Your instructions:
Return each line of the data below that contains the string "male", copied in full and unchanged.

Supplied material:
....................

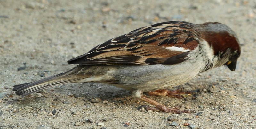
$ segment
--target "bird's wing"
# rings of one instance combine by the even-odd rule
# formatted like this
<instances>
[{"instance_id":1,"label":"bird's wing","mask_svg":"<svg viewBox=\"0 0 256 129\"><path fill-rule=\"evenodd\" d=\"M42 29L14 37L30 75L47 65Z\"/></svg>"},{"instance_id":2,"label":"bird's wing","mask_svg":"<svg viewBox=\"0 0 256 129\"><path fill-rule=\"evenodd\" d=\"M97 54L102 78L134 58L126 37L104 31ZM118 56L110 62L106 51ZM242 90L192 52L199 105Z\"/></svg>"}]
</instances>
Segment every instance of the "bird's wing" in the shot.
<instances>
[{"instance_id":1,"label":"bird's wing","mask_svg":"<svg viewBox=\"0 0 256 129\"><path fill-rule=\"evenodd\" d=\"M142 65L181 62L198 45L193 24L171 21L141 28L100 44L69 64Z\"/></svg>"}]
</instances>

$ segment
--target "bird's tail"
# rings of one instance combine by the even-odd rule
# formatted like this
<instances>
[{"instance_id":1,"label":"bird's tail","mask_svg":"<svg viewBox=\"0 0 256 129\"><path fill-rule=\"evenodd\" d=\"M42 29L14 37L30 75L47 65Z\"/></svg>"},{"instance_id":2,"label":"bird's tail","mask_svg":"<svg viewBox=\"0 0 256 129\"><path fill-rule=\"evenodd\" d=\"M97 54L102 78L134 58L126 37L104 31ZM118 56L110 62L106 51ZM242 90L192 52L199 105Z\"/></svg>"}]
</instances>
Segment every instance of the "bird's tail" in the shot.
<instances>
[{"instance_id":1,"label":"bird's tail","mask_svg":"<svg viewBox=\"0 0 256 129\"><path fill-rule=\"evenodd\" d=\"M75 73L77 70L81 70L79 65L67 72L37 81L14 85L12 90L16 92L17 95L23 96L54 86L76 81L83 78Z\"/></svg>"}]
</instances>

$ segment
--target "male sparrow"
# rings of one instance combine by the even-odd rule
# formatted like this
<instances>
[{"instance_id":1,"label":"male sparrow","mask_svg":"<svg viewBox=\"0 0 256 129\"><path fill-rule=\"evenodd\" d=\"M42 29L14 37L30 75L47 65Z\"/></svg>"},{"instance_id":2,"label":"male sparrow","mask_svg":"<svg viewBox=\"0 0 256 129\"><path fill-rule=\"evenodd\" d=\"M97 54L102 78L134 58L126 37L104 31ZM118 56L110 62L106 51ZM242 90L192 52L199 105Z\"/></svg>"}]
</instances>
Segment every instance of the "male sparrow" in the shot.
<instances>
[{"instance_id":1,"label":"male sparrow","mask_svg":"<svg viewBox=\"0 0 256 129\"><path fill-rule=\"evenodd\" d=\"M167 107L142 93L177 86L224 64L234 71L240 52L236 35L224 24L163 22L111 39L68 61L79 64L72 69L13 90L24 96L68 83L108 83L156 106L142 106L147 110L190 113L194 111Z\"/></svg>"}]
</instances>

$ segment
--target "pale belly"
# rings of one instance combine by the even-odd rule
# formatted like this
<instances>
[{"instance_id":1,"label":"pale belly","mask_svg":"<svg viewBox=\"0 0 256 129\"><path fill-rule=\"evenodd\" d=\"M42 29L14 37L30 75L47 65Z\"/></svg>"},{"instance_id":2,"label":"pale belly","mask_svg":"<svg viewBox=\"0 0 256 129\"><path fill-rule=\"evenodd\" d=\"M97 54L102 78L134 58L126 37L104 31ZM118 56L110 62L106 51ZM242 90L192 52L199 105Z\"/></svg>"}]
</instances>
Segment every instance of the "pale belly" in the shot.
<instances>
[{"instance_id":1,"label":"pale belly","mask_svg":"<svg viewBox=\"0 0 256 129\"><path fill-rule=\"evenodd\" d=\"M188 68L180 65L155 64L119 67L107 72L114 75L116 86L142 92L148 92L183 84L194 78L200 71L200 66ZM195 64L196 65L196 64ZM180 67L182 68L181 68ZM191 68L191 67L190 67Z\"/></svg>"}]
</instances>

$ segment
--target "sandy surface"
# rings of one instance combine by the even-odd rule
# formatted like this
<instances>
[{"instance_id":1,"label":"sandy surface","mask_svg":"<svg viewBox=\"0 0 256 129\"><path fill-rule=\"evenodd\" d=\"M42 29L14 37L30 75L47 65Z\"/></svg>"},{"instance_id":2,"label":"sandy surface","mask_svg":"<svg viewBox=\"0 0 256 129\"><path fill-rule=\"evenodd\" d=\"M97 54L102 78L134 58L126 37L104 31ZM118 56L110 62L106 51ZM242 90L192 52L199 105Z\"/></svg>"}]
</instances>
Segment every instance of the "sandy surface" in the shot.
<instances>
[{"instance_id":1,"label":"sandy surface","mask_svg":"<svg viewBox=\"0 0 256 129\"><path fill-rule=\"evenodd\" d=\"M256 127L255 0L73 1L0 0L0 128ZM25 97L12 91L15 85L72 68L75 65L67 61L110 38L176 20L225 24L242 45L235 71L223 66L179 86L199 89L194 96L149 97L196 113L137 111L146 103L128 91L104 84L67 84ZM170 120L177 120L178 126L170 126Z\"/></svg>"}]
</instances>

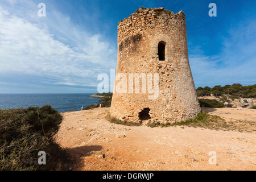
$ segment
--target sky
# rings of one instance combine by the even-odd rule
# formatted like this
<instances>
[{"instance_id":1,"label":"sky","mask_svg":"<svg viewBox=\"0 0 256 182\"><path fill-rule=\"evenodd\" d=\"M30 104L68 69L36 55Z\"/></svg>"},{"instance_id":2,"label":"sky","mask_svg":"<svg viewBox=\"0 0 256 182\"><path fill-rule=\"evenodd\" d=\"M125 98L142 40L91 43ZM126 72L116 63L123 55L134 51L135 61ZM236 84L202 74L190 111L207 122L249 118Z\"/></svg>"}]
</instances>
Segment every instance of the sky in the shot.
<instances>
[{"instance_id":1,"label":"sky","mask_svg":"<svg viewBox=\"0 0 256 182\"><path fill-rule=\"evenodd\" d=\"M117 23L142 6L185 13L196 88L256 84L254 0L0 0L0 93L96 93L116 68Z\"/></svg>"}]
</instances>

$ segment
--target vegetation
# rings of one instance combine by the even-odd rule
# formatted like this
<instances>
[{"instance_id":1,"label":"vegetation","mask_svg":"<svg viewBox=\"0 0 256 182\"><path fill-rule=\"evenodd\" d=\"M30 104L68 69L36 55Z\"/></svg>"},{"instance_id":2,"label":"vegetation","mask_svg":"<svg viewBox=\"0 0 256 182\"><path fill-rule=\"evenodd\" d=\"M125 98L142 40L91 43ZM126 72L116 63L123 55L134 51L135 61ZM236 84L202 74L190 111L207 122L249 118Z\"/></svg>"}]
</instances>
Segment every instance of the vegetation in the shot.
<instances>
[{"instance_id":1,"label":"vegetation","mask_svg":"<svg viewBox=\"0 0 256 182\"><path fill-rule=\"evenodd\" d=\"M200 106L205 107L224 107L224 104L215 100L199 99Z\"/></svg>"},{"instance_id":2,"label":"vegetation","mask_svg":"<svg viewBox=\"0 0 256 182\"><path fill-rule=\"evenodd\" d=\"M205 86L199 87L196 89L198 96L221 96L224 94L233 97L233 99L239 97L243 98L256 98L256 84L250 86L242 86L240 84L234 84L232 85L226 85L224 86L216 85L213 88Z\"/></svg>"},{"instance_id":3,"label":"vegetation","mask_svg":"<svg viewBox=\"0 0 256 182\"><path fill-rule=\"evenodd\" d=\"M204 111L195 118L175 123L171 126L187 126L202 127L215 130L236 131L251 133L256 131L256 124L253 121L233 121L227 122L219 116L209 115Z\"/></svg>"},{"instance_id":4,"label":"vegetation","mask_svg":"<svg viewBox=\"0 0 256 182\"><path fill-rule=\"evenodd\" d=\"M66 158L53 139L62 119L50 105L1 109L0 170L55 169ZM38 164L40 151L47 153L46 165Z\"/></svg>"},{"instance_id":5,"label":"vegetation","mask_svg":"<svg viewBox=\"0 0 256 182\"><path fill-rule=\"evenodd\" d=\"M110 123L115 123L118 125L123 125L131 126L141 126L142 123L141 122L128 122L125 120L121 121L120 119L118 119L117 118L112 117L109 113L108 113L108 114L106 115L105 118Z\"/></svg>"}]
</instances>

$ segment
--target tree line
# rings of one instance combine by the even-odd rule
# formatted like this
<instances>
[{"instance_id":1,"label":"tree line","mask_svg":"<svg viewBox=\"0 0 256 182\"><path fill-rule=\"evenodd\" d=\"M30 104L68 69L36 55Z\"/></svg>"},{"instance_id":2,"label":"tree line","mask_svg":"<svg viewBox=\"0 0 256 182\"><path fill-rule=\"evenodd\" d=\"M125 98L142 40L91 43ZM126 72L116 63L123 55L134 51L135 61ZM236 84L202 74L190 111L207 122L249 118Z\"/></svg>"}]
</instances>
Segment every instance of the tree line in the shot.
<instances>
[{"instance_id":1,"label":"tree line","mask_svg":"<svg viewBox=\"0 0 256 182\"><path fill-rule=\"evenodd\" d=\"M213 94L214 96L228 95L243 98L256 98L256 84L243 86L240 84L226 85L224 86L216 85L213 88L199 87L196 89L197 96L207 96Z\"/></svg>"}]
</instances>

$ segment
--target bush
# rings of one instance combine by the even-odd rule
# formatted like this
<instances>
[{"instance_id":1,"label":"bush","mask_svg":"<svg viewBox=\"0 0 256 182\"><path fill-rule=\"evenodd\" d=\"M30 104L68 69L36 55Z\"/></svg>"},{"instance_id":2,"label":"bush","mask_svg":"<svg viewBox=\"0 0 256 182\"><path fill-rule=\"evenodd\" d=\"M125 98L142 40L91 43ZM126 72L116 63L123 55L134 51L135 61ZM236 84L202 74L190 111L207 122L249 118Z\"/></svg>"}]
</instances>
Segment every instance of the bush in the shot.
<instances>
[{"instance_id":1,"label":"bush","mask_svg":"<svg viewBox=\"0 0 256 182\"><path fill-rule=\"evenodd\" d=\"M233 105L229 104L226 105L226 107L233 107Z\"/></svg>"},{"instance_id":2,"label":"bush","mask_svg":"<svg viewBox=\"0 0 256 182\"><path fill-rule=\"evenodd\" d=\"M199 122L201 121L207 121L207 118L209 117L209 114L205 113L204 111L202 111L201 113L197 114L197 115L195 118L189 119L185 121L175 122L174 123L171 124L171 126L180 126L180 125L188 125L191 123L195 122Z\"/></svg>"},{"instance_id":3,"label":"bush","mask_svg":"<svg viewBox=\"0 0 256 182\"><path fill-rule=\"evenodd\" d=\"M201 107L224 107L224 104L215 100L199 99Z\"/></svg>"},{"instance_id":4,"label":"bush","mask_svg":"<svg viewBox=\"0 0 256 182\"><path fill-rule=\"evenodd\" d=\"M139 126L141 125L142 122L129 122L126 120L121 121L118 119L112 117L109 113L108 113L105 118L109 121L110 123L115 123L117 125L122 125L130 126Z\"/></svg>"},{"instance_id":5,"label":"bush","mask_svg":"<svg viewBox=\"0 0 256 182\"><path fill-rule=\"evenodd\" d=\"M89 110L89 109L93 109L93 108L97 108L98 107L100 107L100 104L93 104L93 105L90 105L89 106L86 106L82 110Z\"/></svg>"},{"instance_id":6,"label":"bush","mask_svg":"<svg viewBox=\"0 0 256 182\"><path fill-rule=\"evenodd\" d=\"M62 116L49 105L0 110L0 170L49 170L64 160L65 152L52 136ZM47 165L38 163L44 151Z\"/></svg>"},{"instance_id":7,"label":"bush","mask_svg":"<svg viewBox=\"0 0 256 182\"><path fill-rule=\"evenodd\" d=\"M229 97L229 98L231 99L232 101L234 101L235 99L239 99L239 97L237 96L231 96Z\"/></svg>"}]
</instances>

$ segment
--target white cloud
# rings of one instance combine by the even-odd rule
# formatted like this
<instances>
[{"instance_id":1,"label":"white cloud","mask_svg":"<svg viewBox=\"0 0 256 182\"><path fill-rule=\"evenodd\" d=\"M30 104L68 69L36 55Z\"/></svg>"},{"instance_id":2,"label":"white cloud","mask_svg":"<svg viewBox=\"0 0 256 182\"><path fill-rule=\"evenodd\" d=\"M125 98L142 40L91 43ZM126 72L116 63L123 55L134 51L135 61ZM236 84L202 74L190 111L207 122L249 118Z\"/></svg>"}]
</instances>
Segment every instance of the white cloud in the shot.
<instances>
[{"instance_id":1,"label":"white cloud","mask_svg":"<svg viewBox=\"0 0 256 182\"><path fill-rule=\"evenodd\" d=\"M250 20L230 28L217 56L205 55L199 47L191 50L189 62L196 86L256 83L255 23Z\"/></svg>"},{"instance_id":2,"label":"white cloud","mask_svg":"<svg viewBox=\"0 0 256 182\"><path fill-rule=\"evenodd\" d=\"M14 7L1 7L0 3L0 74L43 77L52 84L95 86L90 83L97 81L98 74L115 68L115 51L101 40L101 35L89 34L56 11L40 19L31 15L37 15L38 9L31 10L35 3L31 2L27 11L23 10L25 15L18 7L13 11Z\"/></svg>"}]
</instances>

....................

Result below:
--target "male sparrow"
[{"instance_id":1,"label":"male sparrow","mask_svg":"<svg viewBox=\"0 0 256 129\"><path fill-rule=\"evenodd\" d=\"M42 29L14 37L30 75L47 65Z\"/></svg>"},{"instance_id":2,"label":"male sparrow","mask_svg":"<svg viewBox=\"0 0 256 129\"><path fill-rule=\"evenodd\" d=\"M97 54L102 78L134 58L126 37L104 31ZM118 56L110 62L106 51ZM242 90L192 52L199 105Z\"/></svg>"}]
Segment every instance of the "male sparrow" in the shot.
[{"instance_id":1,"label":"male sparrow","mask_svg":"<svg viewBox=\"0 0 256 129\"><path fill-rule=\"evenodd\" d=\"M167 107L142 93L177 86L224 64L234 71L240 52L236 35L224 24L163 22L111 39L68 61L79 64L72 69L13 90L24 96L68 83L108 83L156 106L142 106L147 110L190 113L194 111Z\"/></svg>"}]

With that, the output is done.